▶ TASK GOAL: Return the listing below character for character.

▶ DATASET RECORDS:
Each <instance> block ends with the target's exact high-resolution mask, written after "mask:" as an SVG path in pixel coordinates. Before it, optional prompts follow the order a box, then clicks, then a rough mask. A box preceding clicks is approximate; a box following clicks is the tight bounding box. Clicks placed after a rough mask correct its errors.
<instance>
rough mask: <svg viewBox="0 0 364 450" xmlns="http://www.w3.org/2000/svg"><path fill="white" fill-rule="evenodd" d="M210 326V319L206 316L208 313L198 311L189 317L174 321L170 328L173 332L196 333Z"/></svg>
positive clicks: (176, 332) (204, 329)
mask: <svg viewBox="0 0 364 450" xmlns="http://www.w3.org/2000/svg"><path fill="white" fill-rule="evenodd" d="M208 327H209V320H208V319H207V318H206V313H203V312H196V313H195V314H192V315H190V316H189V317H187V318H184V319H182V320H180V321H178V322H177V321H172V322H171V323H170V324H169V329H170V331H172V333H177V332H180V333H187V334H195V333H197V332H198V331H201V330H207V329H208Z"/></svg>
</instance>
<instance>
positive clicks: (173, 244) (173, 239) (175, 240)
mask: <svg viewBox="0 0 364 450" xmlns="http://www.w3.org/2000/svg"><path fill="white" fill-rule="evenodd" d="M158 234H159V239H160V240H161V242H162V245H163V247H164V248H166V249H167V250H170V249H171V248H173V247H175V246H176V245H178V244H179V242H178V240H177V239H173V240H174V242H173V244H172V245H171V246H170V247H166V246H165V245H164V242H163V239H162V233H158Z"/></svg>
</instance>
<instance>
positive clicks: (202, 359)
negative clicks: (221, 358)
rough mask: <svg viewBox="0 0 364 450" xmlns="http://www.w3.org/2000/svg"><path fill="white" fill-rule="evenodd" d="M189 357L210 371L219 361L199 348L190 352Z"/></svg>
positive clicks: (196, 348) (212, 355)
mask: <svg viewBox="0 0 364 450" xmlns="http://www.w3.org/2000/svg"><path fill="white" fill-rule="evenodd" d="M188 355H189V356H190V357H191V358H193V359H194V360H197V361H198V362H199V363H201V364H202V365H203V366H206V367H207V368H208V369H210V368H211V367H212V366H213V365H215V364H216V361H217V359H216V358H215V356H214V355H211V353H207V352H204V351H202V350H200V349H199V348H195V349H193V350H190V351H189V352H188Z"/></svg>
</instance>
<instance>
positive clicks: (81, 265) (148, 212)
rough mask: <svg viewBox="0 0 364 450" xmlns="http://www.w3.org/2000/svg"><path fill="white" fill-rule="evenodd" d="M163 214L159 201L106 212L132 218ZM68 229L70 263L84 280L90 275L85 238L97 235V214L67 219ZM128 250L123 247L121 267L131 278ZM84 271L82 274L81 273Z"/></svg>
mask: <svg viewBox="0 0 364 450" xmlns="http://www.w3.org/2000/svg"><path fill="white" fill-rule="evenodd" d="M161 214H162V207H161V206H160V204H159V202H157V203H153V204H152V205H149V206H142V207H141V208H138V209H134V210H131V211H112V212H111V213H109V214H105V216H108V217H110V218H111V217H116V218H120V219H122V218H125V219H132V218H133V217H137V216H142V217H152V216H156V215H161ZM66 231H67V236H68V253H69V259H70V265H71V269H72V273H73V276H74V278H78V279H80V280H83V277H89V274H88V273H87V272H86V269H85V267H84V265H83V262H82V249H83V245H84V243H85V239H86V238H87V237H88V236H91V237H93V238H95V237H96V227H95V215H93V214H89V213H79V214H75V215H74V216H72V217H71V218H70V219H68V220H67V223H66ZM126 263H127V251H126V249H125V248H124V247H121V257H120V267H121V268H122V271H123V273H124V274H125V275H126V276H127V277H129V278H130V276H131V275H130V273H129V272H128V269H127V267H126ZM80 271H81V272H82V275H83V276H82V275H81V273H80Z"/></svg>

▶ TASK OUTPUT:
Each <instance> block ends with the target's exact high-resolution mask, written after "mask:" as an SVG path in pixel coordinates. Before it, optional prompts follow the order a box, then clicks, then a rough mask. A box preceding clicks is approximate; a box following clicks is the tight bounding box. Clicks placed after a rough mask correct its errors.
<instance>
rough mask: <svg viewBox="0 0 364 450" xmlns="http://www.w3.org/2000/svg"><path fill="white" fill-rule="evenodd" d="M210 326V319L206 316L208 313L198 311L189 317L174 321L170 328L173 332L196 333Z"/></svg>
positive clicks: (176, 332) (204, 329)
mask: <svg viewBox="0 0 364 450" xmlns="http://www.w3.org/2000/svg"><path fill="white" fill-rule="evenodd" d="M208 327H209V320H208V319H207V318H206V313H203V312H196V313H195V314H192V315H190V316H189V317H187V318H184V319H182V320H180V321H178V322H177V321H172V322H171V323H170V324H169V329H170V331H172V333H177V332H180V333H187V334H195V333H197V332H198V331H201V330H207V329H208Z"/></svg>
</instance>
<instance>
positive clicks: (173, 244) (173, 239) (175, 240)
mask: <svg viewBox="0 0 364 450" xmlns="http://www.w3.org/2000/svg"><path fill="white" fill-rule="evenodd" d="M158 234H159V239H160V240H161V242H162V245H163V247H164V248H166V249H167V250H170V249H171V248H173V247H175V246H176V245H178V244H179V242H178V240H177V239H173V240H174V242H173V244H172V245H171V246H170V247H166V246H165V245H164V242H163V239H162V233H158Z"/></svg>
</instance>
<instance>
positive clicks: (202, 359)
negative clicks: (221, 358)
rough mask: <svg viewBox="0 0 364 450" xmlns="http://www.w3.org/2000/svg"><path fill="white" fill-rule="evenodd" d="M189 357L210 371L219 361L199 348L190 352Z"/></svg>
positive clicks: (196, 348) (212, 355)
mask: <svg viewBox="0 0 364 450" xmlns="http://www.w3.org/2000/svg"><path fill="white" fill-rule="evenodd" d="M188 355H189V356H190V357H191V358H193V359H194V360H197V361H198V362H199V363H201V364H202V365H203V366H206V367H207V368H208V369H210V368H211V367H212V366H213V365H215V364H216V361H217V359H216V358H215V356H214V355H211V353H207V352H204V351H202V350H200V349H199V348H195V349H193V350H190V351H189V352H188Z"/></svg>
</instance>
<instance>
positive clicks: (81, 265) (148, 212)
rough mask: <svg viewBox="0 0 364 450" xmlns="http://www.w3.org/2000/svg"><path fill="white" fill-rule="evenodd" d="M163 214L159 201L106 212L132 218ZM68 229L70 263L84 280L90 275L85 238L97 235V214L67 219ZM128 250L123 247L121 267L131 278ZM84 271L82 274L81 273Z"/></svg>
mask: <svg viewBox="0 0 364 450" xmlns="http://www.w3.org/2000/svg"><path fill="white" fill-rule="evenodd" d="M161 214H162V207H161V206H160V204H159V202H157V203H153V204H152V205H149V206H142V207H141V208H138V209H134V210H131V211H112V212H111V213H109V214H105V216H108V217H110V218H111V217H116V218H120V219H122V218H125V219H132V218H133V217H137V216H142V217H152V216H156V215H161ZM66 231H67V236H68V253H69V259H70V265H71V269H72V273H73V276H74V278H78V279H80V280H83V277H89V274H88V273H87V272H86V269H85V267H84V265H83V262H82V249H83V245H84V243H85V239H86V238H87V237H88V236H91V237H93V238H95V237H96V227H95V215H93V214H89V213H79V214H75V215H74V216H72V217H71V218H70V219H68V220H67V223H66ZM126 263H127V251H126V249H125V248H124V247H121V257H120V267H121V268H122V271H123V273H124V274H125V275H126V276H127V277H129V278H130V276H131V275H130V273H129V272H128V269H127V267H126ZM80 271H81V272H82V275H83V276H82V275H81V273H80Z"/></svg>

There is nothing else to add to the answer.